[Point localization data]
—————
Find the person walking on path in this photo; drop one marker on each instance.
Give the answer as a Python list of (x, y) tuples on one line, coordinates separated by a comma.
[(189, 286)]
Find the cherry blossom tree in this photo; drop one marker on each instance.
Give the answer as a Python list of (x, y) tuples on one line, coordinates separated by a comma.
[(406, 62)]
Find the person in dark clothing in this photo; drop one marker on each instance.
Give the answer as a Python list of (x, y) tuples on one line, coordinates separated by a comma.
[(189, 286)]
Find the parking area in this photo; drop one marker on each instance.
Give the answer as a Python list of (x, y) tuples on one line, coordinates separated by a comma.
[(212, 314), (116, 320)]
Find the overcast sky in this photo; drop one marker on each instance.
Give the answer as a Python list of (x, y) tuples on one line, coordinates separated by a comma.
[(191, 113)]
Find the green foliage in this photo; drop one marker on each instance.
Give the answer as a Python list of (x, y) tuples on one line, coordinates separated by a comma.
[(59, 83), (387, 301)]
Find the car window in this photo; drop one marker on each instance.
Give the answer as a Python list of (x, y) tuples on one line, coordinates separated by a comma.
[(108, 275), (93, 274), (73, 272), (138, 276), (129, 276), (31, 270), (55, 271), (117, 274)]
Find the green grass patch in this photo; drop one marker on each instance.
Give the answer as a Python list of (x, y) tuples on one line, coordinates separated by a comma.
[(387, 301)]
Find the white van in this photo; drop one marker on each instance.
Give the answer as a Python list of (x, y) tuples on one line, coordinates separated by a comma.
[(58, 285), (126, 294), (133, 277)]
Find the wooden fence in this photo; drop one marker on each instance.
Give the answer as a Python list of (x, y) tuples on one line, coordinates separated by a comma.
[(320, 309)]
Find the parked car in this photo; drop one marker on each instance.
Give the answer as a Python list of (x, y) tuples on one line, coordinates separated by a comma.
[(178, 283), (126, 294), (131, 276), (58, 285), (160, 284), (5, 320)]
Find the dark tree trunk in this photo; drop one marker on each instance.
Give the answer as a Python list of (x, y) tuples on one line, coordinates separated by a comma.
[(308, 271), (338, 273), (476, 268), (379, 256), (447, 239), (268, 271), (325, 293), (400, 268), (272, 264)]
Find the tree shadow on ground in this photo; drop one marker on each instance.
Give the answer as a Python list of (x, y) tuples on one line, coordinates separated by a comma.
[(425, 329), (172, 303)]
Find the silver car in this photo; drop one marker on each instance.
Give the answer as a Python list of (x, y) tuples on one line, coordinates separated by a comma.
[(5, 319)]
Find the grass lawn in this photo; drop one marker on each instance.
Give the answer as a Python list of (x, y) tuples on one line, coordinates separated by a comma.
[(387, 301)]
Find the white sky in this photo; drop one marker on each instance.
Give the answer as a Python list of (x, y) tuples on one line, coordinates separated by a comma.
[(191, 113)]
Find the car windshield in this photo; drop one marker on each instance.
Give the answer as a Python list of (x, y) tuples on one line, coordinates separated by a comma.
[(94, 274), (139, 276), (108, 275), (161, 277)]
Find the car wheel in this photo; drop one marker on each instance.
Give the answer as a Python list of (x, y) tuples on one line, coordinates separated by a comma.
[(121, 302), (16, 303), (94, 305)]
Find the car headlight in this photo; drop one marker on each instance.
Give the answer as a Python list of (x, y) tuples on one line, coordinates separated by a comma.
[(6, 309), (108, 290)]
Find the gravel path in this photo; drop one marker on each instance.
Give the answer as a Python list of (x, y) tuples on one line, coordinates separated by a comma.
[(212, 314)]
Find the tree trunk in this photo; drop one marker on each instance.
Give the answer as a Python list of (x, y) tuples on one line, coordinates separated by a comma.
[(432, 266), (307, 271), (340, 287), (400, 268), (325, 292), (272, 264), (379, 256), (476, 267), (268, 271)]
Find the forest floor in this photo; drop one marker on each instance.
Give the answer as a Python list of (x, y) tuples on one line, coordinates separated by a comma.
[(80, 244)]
—————
● **ASSIGNMENT**
Search the records for lines holding the word "person", then copy each line you find.

● **WRITTEN REPLY**
Find the person walking on path in this photo; drop one marker on each instance.
Find the person in dark clothing in this photo; drop one marker on each instance.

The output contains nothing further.